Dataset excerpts
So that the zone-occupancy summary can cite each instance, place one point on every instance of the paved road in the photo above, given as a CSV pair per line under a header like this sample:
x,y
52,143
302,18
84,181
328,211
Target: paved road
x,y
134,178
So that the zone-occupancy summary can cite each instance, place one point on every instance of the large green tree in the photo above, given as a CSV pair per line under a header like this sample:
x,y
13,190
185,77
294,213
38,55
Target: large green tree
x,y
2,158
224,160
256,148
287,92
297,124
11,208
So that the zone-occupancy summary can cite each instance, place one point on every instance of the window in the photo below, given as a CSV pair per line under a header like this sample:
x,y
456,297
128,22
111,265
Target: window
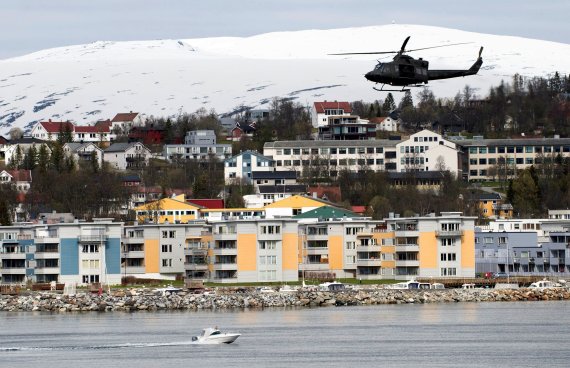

**Your goal:** Reproduce exactly, and only, the lines from the one holding "Target: paved road" through the final line of the entries. Do not include the pictures.

**Task solution:**
Target: paved road
x,y
134,178
So that the zone-occupancy summary can cite each instance, place one point on every instance of the large green tree in the photo above, given as a CSV pair per line under a header like this sample:
x,y
13,190
185,77
294,213
38,55
Target: large green tree
x,y
2,158
224,160
256,148
287,92
297,124
11,208
So that the zone-occupancy summary can cite each instance, place one point on every instance of the window in the photo below, given as a CSV pair per line under a header like this sample:
x,y
456,297
128,22
111,265
Target: window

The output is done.